- ACTIVITY
Count the lines in the listing below that contain the string "negative" with matching case, and reply with only that number.
Start of SUPPLIED MATERIAL
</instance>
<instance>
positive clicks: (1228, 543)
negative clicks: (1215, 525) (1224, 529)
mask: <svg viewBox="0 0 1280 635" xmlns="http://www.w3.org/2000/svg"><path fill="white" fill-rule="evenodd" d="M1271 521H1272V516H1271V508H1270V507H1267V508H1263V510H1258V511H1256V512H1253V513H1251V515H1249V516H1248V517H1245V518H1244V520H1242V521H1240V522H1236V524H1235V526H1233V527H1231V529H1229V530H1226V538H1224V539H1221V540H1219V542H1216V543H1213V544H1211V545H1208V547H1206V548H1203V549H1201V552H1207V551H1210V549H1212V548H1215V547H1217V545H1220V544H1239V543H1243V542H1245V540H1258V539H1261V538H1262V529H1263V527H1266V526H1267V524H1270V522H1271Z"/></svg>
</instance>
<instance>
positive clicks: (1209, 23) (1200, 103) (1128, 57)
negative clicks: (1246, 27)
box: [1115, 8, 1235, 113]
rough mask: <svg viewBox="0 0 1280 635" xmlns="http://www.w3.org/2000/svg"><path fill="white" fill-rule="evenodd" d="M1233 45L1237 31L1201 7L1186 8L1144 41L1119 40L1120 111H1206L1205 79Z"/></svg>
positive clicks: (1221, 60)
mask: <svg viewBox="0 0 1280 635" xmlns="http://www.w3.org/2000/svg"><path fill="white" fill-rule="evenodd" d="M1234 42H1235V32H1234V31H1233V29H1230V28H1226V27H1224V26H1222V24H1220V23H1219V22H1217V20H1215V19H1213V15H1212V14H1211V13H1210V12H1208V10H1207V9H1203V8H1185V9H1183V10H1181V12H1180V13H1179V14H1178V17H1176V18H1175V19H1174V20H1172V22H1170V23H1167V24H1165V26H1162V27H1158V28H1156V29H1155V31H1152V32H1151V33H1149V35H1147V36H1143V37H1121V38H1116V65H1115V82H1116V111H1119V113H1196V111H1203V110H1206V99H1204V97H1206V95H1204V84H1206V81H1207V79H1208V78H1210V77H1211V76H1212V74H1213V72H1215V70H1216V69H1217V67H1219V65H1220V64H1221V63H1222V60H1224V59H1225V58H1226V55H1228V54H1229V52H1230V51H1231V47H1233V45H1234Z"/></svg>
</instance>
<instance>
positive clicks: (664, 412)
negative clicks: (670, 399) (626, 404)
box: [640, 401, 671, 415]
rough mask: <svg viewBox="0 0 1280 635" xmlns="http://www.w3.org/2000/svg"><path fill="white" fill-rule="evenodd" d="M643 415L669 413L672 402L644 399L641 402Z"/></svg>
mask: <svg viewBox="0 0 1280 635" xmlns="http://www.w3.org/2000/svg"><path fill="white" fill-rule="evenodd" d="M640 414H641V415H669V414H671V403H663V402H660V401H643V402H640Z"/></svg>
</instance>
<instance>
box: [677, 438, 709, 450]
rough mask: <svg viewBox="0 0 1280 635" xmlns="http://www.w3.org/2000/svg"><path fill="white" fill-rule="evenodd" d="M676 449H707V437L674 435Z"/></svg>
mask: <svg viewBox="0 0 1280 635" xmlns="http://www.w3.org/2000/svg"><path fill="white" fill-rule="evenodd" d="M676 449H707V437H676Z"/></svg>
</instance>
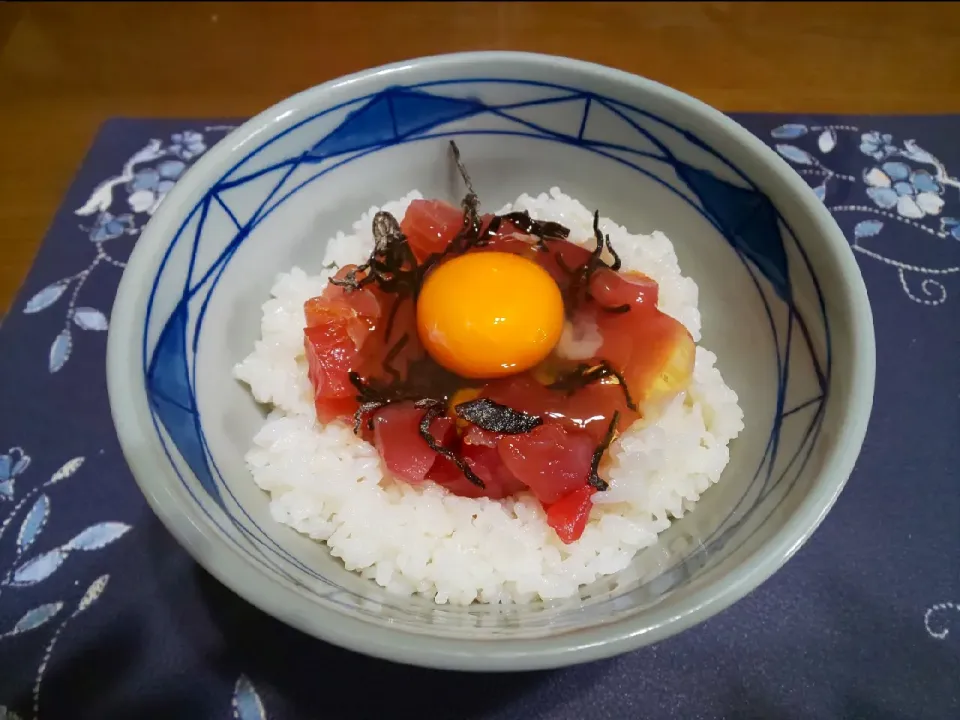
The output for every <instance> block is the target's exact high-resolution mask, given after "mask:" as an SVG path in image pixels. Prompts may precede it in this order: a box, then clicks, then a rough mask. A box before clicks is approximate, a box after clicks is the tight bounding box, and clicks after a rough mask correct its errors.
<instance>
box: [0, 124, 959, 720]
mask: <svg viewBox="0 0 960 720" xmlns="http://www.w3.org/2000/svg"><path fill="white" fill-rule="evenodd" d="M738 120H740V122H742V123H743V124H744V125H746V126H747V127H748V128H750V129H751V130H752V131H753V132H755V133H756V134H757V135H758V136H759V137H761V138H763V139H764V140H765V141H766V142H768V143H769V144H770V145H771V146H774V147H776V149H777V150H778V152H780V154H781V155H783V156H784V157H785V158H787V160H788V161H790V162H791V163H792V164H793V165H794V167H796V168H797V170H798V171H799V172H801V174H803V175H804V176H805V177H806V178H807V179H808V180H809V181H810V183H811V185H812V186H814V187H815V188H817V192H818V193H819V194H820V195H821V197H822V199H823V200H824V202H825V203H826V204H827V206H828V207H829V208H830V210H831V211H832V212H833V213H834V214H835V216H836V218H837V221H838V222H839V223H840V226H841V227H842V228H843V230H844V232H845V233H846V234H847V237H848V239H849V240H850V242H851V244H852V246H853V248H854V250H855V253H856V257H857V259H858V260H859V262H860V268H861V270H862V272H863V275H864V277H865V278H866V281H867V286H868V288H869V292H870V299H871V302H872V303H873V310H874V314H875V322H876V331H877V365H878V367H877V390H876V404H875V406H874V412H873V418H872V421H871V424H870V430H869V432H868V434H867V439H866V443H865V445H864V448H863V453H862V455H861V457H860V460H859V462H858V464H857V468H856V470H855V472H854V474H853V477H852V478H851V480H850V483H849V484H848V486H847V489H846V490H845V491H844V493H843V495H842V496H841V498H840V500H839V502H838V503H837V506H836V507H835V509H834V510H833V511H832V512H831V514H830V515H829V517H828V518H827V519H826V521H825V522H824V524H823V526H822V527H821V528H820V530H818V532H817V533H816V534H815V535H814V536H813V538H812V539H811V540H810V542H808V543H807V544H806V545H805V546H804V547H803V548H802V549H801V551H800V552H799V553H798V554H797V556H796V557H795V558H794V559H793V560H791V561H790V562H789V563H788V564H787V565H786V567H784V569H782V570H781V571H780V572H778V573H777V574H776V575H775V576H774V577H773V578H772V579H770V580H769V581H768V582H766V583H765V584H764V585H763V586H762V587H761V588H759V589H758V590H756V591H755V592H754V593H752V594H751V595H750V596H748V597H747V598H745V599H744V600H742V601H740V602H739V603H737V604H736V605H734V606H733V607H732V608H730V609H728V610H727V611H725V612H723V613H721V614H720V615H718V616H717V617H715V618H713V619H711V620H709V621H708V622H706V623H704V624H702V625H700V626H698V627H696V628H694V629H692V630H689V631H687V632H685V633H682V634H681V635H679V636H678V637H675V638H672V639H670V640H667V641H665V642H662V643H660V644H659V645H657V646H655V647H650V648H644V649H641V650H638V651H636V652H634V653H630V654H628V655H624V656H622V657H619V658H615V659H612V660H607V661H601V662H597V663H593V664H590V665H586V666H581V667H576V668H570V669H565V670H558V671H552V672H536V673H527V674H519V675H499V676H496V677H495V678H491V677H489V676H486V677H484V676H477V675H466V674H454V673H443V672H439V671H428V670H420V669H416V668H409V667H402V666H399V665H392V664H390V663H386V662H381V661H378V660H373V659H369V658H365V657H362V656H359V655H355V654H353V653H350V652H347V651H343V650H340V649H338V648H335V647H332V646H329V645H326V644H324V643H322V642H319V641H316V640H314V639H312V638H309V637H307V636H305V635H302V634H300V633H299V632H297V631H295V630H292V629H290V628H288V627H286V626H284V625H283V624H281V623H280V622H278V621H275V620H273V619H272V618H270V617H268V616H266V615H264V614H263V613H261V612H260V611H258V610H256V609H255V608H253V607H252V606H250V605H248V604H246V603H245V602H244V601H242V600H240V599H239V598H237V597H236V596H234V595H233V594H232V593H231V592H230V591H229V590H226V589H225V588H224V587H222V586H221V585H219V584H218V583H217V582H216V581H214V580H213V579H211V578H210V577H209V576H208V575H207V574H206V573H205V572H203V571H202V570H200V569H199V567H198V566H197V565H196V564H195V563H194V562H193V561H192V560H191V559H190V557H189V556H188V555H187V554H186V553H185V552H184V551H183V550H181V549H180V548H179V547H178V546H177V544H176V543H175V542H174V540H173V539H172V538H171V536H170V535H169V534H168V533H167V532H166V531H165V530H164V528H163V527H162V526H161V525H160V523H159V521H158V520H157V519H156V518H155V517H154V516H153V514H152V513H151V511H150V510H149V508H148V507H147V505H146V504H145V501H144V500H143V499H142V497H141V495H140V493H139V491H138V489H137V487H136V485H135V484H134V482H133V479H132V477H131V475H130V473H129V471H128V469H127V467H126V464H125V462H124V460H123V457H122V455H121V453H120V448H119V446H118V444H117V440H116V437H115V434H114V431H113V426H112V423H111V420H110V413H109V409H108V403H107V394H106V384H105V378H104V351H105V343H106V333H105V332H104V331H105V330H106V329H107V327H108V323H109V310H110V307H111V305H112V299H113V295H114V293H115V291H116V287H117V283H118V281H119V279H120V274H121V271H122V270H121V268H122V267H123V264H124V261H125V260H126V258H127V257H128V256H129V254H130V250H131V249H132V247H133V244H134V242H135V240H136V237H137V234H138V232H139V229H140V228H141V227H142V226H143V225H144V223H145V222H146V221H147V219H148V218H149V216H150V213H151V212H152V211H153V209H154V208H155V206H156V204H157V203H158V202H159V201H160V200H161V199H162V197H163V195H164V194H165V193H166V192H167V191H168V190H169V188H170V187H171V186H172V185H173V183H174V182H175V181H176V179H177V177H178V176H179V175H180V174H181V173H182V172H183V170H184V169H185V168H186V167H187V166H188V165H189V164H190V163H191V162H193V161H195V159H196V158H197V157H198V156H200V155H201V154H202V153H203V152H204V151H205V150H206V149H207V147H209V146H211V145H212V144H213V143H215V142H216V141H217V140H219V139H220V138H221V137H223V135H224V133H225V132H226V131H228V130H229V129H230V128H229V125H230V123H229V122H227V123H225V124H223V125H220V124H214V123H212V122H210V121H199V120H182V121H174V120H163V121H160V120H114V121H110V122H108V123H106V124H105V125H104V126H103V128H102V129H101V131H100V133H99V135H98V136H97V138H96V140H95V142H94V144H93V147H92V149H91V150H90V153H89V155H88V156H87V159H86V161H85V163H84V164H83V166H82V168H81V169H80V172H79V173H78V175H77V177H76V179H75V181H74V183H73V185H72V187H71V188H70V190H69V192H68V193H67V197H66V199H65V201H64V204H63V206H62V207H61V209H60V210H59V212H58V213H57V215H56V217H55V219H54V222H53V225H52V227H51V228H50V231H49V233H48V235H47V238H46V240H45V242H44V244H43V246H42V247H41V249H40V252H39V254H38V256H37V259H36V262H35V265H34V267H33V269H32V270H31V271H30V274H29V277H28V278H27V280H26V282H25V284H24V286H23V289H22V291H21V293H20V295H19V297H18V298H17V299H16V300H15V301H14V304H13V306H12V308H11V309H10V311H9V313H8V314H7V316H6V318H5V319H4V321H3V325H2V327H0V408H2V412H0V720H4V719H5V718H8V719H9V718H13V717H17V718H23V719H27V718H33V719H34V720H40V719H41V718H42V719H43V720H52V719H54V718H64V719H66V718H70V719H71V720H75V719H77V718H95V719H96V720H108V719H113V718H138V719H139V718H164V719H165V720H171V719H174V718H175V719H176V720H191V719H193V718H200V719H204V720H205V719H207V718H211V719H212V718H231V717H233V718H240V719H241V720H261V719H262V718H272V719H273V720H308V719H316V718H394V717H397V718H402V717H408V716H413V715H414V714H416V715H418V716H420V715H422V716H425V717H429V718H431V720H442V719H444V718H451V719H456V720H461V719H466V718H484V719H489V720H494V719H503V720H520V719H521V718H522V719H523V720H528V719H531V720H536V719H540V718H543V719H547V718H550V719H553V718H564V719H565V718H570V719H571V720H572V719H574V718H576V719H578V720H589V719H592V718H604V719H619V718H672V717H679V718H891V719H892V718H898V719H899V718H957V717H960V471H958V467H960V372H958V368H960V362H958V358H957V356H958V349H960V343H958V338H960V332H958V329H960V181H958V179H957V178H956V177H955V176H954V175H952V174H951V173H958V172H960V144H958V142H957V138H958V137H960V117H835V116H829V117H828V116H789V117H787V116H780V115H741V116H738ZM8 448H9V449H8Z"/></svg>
End of SUPPLIED MATERIAL
- EXPECTED ANSWER
3